**MATERIAL FOR THE TASK:**
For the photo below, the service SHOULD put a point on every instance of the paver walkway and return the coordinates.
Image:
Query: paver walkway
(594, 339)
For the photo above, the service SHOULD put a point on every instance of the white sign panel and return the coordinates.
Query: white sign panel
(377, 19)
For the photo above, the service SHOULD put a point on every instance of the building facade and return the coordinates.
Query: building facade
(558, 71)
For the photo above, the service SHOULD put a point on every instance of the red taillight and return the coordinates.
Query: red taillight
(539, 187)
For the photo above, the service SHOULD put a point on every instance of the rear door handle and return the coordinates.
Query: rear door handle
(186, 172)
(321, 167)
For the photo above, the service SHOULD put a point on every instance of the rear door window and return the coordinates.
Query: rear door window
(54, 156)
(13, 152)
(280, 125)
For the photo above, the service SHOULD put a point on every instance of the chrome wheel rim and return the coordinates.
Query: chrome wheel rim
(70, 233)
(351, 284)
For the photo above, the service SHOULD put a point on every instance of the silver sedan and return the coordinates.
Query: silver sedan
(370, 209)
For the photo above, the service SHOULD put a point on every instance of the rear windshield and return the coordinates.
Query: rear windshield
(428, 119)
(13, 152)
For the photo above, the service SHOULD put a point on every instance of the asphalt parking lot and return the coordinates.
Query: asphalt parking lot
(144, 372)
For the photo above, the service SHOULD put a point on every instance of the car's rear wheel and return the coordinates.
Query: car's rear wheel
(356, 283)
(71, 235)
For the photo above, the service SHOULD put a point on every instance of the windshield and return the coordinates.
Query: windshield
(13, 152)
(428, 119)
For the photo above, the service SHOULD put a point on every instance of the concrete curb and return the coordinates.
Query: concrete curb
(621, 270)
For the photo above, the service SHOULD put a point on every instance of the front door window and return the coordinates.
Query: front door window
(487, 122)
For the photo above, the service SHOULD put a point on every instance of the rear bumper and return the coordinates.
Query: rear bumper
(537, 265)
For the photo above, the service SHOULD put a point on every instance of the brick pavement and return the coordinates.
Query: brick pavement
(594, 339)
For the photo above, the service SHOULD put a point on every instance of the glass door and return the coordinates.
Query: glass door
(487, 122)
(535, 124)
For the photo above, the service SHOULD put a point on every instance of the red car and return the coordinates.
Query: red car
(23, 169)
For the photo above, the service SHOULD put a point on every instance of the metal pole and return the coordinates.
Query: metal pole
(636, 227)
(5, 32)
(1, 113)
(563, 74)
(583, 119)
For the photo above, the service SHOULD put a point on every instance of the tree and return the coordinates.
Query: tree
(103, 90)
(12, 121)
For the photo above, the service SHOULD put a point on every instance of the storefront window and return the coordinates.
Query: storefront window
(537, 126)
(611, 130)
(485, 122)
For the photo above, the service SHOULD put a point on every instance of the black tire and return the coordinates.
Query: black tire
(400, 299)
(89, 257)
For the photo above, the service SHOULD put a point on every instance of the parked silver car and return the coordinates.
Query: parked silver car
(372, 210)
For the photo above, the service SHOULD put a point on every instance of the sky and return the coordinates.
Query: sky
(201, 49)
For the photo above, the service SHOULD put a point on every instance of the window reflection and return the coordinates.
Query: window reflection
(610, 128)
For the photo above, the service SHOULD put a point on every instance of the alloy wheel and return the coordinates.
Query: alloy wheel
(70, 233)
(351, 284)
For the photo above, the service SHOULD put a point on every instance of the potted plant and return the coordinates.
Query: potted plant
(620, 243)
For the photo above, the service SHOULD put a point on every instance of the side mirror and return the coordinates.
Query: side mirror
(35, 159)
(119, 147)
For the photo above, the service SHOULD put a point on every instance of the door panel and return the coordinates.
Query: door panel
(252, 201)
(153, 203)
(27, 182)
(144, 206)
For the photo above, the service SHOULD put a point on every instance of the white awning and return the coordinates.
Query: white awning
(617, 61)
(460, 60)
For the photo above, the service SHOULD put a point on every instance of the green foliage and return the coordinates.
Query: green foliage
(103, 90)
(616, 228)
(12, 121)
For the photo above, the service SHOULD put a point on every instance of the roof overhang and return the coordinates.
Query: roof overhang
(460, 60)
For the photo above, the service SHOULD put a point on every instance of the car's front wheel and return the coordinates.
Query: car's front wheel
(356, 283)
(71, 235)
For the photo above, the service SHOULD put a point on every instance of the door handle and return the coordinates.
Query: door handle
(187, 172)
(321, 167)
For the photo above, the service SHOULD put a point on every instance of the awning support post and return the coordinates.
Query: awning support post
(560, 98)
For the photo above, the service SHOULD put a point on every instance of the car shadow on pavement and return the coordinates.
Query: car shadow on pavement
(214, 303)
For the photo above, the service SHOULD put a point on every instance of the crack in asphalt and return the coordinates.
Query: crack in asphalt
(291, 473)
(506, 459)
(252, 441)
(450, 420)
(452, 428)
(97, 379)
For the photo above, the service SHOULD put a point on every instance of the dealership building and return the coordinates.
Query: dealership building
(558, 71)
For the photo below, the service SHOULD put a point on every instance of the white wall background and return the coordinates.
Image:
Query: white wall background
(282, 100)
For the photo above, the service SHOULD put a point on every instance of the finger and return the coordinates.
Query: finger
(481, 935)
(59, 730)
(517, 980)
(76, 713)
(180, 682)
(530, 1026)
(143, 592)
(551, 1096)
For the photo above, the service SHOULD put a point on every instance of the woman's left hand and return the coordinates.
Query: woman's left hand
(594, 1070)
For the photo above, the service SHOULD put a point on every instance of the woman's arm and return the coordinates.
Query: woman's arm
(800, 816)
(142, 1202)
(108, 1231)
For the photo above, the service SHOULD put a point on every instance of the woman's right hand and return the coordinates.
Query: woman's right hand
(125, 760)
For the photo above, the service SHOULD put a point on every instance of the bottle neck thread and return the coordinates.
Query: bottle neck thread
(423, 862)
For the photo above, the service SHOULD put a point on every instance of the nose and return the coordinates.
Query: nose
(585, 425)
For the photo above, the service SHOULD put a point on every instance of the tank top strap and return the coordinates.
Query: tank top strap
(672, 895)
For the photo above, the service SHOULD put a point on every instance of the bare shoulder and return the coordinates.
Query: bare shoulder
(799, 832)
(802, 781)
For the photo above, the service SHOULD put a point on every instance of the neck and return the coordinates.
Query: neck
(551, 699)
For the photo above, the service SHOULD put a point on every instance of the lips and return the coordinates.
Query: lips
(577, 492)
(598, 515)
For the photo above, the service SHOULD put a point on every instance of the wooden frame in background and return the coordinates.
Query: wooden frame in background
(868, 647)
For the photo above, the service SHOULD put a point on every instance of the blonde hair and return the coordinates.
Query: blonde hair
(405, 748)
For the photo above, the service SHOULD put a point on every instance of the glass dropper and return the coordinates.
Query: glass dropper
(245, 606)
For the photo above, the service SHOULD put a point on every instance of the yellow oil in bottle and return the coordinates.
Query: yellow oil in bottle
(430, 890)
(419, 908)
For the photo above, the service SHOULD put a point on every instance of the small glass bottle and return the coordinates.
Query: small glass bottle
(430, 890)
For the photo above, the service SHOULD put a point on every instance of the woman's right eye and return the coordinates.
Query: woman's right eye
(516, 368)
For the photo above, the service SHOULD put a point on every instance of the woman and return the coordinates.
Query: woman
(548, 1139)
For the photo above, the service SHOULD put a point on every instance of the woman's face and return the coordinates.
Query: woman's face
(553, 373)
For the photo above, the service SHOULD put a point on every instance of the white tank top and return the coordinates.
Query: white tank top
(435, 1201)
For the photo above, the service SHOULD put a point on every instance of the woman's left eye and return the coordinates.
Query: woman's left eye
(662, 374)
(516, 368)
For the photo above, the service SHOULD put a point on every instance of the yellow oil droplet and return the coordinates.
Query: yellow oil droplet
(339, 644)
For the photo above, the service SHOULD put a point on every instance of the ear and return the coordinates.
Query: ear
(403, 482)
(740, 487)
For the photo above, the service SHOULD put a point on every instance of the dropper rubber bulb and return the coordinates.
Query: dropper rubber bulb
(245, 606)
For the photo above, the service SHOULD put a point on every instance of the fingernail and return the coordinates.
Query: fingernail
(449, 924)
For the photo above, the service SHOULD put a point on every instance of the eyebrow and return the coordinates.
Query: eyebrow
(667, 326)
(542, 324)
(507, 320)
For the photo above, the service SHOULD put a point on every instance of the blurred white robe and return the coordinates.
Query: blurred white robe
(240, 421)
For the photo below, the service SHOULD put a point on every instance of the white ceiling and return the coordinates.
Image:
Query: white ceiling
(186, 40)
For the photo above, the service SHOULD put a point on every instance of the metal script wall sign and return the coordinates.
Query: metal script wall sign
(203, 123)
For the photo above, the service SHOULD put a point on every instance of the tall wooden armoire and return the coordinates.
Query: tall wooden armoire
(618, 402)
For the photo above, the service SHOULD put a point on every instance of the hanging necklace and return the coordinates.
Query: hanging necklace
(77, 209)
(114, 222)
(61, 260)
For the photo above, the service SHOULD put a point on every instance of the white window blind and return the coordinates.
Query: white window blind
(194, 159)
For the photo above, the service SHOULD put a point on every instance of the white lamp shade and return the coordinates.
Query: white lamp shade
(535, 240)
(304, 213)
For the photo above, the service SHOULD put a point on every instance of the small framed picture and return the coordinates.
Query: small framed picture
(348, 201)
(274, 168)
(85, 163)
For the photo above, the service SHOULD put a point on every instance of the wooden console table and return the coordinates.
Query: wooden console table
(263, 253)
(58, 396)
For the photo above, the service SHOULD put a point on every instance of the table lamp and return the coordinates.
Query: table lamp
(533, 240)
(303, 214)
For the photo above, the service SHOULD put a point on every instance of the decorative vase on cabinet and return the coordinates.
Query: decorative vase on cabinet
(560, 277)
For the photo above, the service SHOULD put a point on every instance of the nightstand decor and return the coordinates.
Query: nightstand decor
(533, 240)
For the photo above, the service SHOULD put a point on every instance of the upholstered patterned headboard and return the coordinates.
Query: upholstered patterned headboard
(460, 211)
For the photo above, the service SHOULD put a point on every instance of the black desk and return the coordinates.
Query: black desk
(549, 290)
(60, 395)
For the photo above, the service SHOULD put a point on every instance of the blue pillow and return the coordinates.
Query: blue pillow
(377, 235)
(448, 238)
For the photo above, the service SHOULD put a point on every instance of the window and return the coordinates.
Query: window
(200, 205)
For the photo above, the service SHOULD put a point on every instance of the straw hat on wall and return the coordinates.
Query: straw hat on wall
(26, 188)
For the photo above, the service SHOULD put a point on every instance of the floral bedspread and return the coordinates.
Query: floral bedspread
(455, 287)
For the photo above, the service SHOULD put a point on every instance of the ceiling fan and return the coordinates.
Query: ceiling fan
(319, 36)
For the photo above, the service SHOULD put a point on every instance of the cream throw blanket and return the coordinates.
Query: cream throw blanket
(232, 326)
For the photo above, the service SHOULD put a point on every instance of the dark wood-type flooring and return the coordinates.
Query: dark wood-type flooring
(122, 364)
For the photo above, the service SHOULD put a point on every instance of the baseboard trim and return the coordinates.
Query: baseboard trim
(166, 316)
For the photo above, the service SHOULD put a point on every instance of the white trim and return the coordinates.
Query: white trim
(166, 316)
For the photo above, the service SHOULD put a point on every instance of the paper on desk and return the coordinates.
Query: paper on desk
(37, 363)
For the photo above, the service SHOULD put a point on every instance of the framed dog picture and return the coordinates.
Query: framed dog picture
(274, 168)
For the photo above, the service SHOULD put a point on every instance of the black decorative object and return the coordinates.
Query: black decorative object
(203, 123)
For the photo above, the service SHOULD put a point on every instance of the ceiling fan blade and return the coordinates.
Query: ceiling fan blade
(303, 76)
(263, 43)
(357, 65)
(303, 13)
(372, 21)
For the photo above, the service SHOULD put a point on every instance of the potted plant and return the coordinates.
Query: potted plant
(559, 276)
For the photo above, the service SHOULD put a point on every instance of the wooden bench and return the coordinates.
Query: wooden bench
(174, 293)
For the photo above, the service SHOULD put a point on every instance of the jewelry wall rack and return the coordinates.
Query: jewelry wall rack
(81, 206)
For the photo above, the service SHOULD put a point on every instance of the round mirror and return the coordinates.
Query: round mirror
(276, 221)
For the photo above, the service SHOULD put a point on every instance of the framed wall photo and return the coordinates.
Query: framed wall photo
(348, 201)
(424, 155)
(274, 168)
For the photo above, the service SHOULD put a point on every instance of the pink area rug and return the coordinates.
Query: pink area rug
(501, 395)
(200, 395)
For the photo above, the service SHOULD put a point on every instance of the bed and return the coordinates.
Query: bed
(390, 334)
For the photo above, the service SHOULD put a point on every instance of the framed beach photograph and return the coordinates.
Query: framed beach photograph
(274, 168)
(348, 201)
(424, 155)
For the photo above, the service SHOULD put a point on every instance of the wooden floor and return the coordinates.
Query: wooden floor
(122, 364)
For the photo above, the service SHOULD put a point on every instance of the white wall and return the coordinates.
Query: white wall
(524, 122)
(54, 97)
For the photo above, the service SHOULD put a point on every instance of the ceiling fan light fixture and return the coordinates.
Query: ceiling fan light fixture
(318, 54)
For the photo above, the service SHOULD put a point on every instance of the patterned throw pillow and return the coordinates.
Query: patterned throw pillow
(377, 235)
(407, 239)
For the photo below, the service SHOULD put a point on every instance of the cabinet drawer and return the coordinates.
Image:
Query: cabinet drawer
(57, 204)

**BRIEF:**
Select all lines in the listing above where the word "below" appears, and show them.

**TASK SOLUTION:**
For the photo below, the service SHOULD put a point on every instance of the paver walkway and return the coordinates.
For the photo below, the service SHOULD put a point on every instance of the white wall background and return the coordinates.
For the photo below, the service SHOULD put a point on every instance of the white ceiling and return the coordinates.
For the photo below, the service SHOULD put a point on every instance of the cabinet drawer and return the coordinates.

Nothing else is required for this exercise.